[Stored data]
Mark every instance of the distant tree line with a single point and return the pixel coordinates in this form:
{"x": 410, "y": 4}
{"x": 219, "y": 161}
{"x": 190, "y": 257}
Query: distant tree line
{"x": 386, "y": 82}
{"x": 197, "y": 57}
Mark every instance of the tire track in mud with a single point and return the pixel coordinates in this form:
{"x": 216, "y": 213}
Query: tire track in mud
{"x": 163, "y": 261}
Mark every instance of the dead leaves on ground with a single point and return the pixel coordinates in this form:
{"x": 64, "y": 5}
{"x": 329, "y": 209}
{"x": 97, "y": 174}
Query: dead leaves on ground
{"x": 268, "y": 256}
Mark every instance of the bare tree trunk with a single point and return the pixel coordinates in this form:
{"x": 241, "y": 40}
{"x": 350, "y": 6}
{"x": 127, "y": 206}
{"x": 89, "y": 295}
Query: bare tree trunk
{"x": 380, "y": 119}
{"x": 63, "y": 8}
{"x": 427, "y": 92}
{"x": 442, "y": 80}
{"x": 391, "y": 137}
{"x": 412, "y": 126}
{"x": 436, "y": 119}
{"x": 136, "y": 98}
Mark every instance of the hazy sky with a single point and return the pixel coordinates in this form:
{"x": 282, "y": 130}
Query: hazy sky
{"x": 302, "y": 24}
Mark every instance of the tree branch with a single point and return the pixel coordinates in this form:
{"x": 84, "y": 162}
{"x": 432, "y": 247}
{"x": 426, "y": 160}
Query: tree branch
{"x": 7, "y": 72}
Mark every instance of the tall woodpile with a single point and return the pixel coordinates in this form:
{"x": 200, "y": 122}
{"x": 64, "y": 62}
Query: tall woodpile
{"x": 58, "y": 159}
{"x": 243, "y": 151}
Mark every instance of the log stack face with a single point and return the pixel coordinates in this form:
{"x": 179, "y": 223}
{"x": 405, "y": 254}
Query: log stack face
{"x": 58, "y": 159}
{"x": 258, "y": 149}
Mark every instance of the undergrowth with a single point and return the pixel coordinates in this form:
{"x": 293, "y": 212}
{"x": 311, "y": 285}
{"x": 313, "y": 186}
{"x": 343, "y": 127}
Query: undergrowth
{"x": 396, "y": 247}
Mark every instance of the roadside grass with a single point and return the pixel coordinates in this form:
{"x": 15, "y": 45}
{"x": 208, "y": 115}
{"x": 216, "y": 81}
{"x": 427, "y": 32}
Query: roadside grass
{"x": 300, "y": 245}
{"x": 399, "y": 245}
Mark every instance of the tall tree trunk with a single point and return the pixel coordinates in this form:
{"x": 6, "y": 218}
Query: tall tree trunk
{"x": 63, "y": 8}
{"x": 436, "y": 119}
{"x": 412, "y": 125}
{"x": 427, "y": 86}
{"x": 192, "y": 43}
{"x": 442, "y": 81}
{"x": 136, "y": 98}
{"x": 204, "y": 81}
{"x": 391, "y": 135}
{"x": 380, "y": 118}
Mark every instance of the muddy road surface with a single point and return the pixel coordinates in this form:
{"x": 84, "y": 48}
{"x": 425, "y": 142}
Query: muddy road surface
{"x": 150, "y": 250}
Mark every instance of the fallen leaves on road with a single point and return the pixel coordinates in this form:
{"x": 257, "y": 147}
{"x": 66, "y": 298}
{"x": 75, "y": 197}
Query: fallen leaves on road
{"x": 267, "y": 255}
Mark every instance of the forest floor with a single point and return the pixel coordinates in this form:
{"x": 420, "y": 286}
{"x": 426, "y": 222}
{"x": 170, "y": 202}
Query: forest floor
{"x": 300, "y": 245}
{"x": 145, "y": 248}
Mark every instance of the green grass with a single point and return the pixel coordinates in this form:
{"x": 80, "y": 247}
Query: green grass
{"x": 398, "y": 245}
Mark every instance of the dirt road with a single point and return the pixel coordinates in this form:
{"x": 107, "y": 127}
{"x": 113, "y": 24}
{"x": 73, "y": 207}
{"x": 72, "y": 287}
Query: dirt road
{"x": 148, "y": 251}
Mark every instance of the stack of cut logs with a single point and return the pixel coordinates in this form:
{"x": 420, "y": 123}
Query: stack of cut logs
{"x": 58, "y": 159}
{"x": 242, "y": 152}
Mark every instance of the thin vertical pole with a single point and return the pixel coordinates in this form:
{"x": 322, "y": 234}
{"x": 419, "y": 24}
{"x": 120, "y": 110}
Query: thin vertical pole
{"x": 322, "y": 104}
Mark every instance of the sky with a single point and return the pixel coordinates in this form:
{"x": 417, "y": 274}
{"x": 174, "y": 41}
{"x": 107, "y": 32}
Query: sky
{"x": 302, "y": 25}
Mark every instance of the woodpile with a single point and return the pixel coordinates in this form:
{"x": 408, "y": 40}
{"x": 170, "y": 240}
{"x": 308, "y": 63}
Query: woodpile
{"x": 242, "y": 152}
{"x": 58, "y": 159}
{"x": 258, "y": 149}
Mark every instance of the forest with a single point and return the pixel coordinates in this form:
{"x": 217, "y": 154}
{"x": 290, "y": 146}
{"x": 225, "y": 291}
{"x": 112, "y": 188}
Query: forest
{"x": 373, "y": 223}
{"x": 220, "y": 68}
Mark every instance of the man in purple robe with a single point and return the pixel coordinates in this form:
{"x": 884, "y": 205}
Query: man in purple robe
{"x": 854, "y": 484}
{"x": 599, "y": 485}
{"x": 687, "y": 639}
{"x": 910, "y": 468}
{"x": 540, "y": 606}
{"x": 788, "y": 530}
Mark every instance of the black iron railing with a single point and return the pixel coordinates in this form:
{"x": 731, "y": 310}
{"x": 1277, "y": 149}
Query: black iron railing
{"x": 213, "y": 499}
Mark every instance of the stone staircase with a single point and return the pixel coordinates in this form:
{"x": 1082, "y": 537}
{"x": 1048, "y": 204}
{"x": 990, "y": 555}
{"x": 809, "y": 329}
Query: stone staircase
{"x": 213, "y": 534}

Exercise ::
Reproduce every line of the data verbatim.

Task solution ::
Mark every instance of the distant tree line with a single point and return the pixel coordinates in this form:
{"x": 410, "y": 4}
{"x": 219, "y": 161}
{"x": 190, "y": 257}
Query: distant tree line
{"x": 386, "y": 82}
{"x": 197, "y": 57}
Mark every instance of the tire track in mud with a single point and return the pixel coordinates in this form:
{"x": 216, "y": 213}
Query: tire track in mud
{"x": 163, "y": 261}
Mark every instance of the dead leaves on ground with a single point and return the pixel coordinates in this form:
{"x": 64, "y": 5}
{"x": 329, "y": 209}
{"x": 97, "y": 174}
Query: dead leaves on ground
{"x": 268, "y": 256}
Mark every instance of the bare tree trunk with a single point and return the pixel coordinates in this form:
{"x": 241, "y": 40}
{"x": 350, "y": 6}
{"x": 127, "y": 206}
{"x": 89, "y": 295}
Query: bare tree trunk
{"x": 380, "y": 119}
{"x": 63, "y": 8}
{"x": 427, "y": 92}
{"x": 442, "y": 80}
{"x": 391, "y": 137}
{"x": 412, "y": 126}
{"x": 436, "y": 119}
{"x": 136, "y": 98}
Mark every instance of the hazy sky with a single point and return the pixel coordinates in this form:
{"x": 282, "y": 130}
Query: hazy sky
{"x": 302, "y": 24}
Mark every instance of the tree branch with a single point and return the pixel coordinates in this form:
{"x": 84, "y": 162}
{"x": 432, "y": 247}
{"x": 426, "y": 160}
Query: tree branch
{"x": 7, "y": 72}
Mark every instance of the tall woodpile with a single point and return the pixel coordinates in this form:
{"x": 200, "y": 122}
{"x": 64, "y": 62}
Query: tall woodpile
{"x": 58, "y": 159}
{"x": 243, "y": 151}
Mark every instance of the log stack face with a single point and return the pixel coordinates in this form:
{"x": 179, "y": 223}
{"x": 405, "y": 254}
Query: log stack face
{"x": 58, "y": 159}
{"x": 258, "y": 149}
Mark every instance of the undergrowth with a single point and return the pixel coordinates in this form:
{"x": 293, "y": 212}
{"x": 311, "y": 285}
{"x": 313, "y": 186}
{"x": 343, "y": 127}
Query: undergrowth
{"x": 396, "y": 247}
Mark every instance of the roadside grass with a single point and return the pixel coordinates in this form:
{"x": 15, "y": 45}
{"x": 208, "y": 115}
{"x": 216, "y": 81}
{"x": 427, "y": 32}
Query: roadside grass
{"x": 300, "y": 245}
{"x": 399, "y": 245}
Mark every instance of the tall tree trunk with a single point and return the pixel coordinates in this form:
{"x": 6, "y": 218}
Query: tall tree trunk
{"x": 63, "y": 8}
{"x": 436, "y": 119}
{"x": 412, "y": 125}
{"x": 427, "y": 86}
{"x": 192, "y": 43}
{"x": 442, "y": 81}
{"x": 136, "y": 98}
{"x": 204, "y": 81}
{"x": 391, "y": 135}
{"x": 380, "y": 118}
Mark every instance of the muddy road surface with a single point and return the pixel coordinates in this form:
{"x": 84, "y": 48}
{"x": 425, "y": 142}
Query: muddy road surface
{"x": 150, "y": 250}
Mark every instance of the fallen leaves on road with a single point and return the pixel coordinates in this form:
{"x": 257, "y": 147}
{"x": 66, "y": 298}
{"x": 75, "y": 197}
Query: fallen leaves on road
{"x": 267, "y": 255}
Mark every instance of the forest floor with a single point and return the pixel coordinates in this form:
{"x": 420, "y": 286}
{"x": 426, "y": 222}
{"x": 170, "y": 202}
Query: forest floor
{"x": 300, "y": 245}
{"x": 145, "y": 248}
Mark every instance of the green grass with a single point and return the pixel coordinates in this form:
{"x": 80, "y": 247}
Query: green grass
{"x": 398, "y": 245}
Mark every instance of the dirt road with a single point and return the pixel coordinates in this form:
{"x": 107, "y": 127}
{"x": 113, "y": 24}
{"x": 73, "y": 207}
{"x": 72, "y": 287}
Query: dirt road
{"x": 148, "y": 251}
Mark every instance of the stack of cut logs with a single point and return the pixel coordinates in this form:
{"x": 420, "y": 123}
Query: stack of cut logs
{"x": 58, "y": 159}
{"x": 242, "y": 152}
Mark every instance of the thin vertical pole with a single point and return the pixel coordinates in this form:
{"x": 322, "y": 234}
{"x": 419, "y": 24}
{"x": 120, "y": 110}
Query: thin vertical pole
{"x": 322, "y": 104}
Mark every instance of the sky with a single point and return the pixel coordinates in this form:
{"x": 417, "y": 274}
{"x": 174, "y": 41}
{"x": 107, "y": 32}
Query: sky
{"x": 302, "y": 25}
Mark every instance of the woodpile with a single point and return the pixel coordinates in this form:
{"x": 408, "y": 40}
{"x": 170, "y": 240}
{"x": 308, "y": 63}
Query: woodpile
{"x": 242, "y": 152}
{"x": 58, "y": 159}
{"x": 258, "y": 149}
Mark every instance of the forest with a single point and return the pixel coordinates in this form:
{"x": 217, "y": 154}
{"x": 290, "y": 146}
{"x": 225, "y": 291}
{"x": 112, "y": 188}
Query: forest
{"x": 373, "y": 223}
{"x": 220, "y": 68}
Mark every instance of the man in purple robe with a single point and return the pixel coordinates in this form:
{"x": 884, "y": 205}
Query: man in purple robe
{"x": 854, "y": 484}
{"x": 599, "y": 485}
{"x": 687, "y": 639}
{"x": 910, "y": 468}
{"x": 540, "y": 606}
{"x": 788, "y": 530}
Mark every instance of the black iron railing with a single point and return the pixel coordinates in this form:
{"x": 731, "y": 310}
{"x": 1277, "y": 149}
Query: black iron railing
{"x": 213, "y": 499}
Mark every instance of the stone staircase with a single point and return the pixel coordinates in this form:
{"x": 1082, "y": 537}
{"x": 1048, "y": 204}
{"x": 990, "y": 555}
{"x": 809, "y": 329}
Query: stone staircase
{"x": 213, "y": 534}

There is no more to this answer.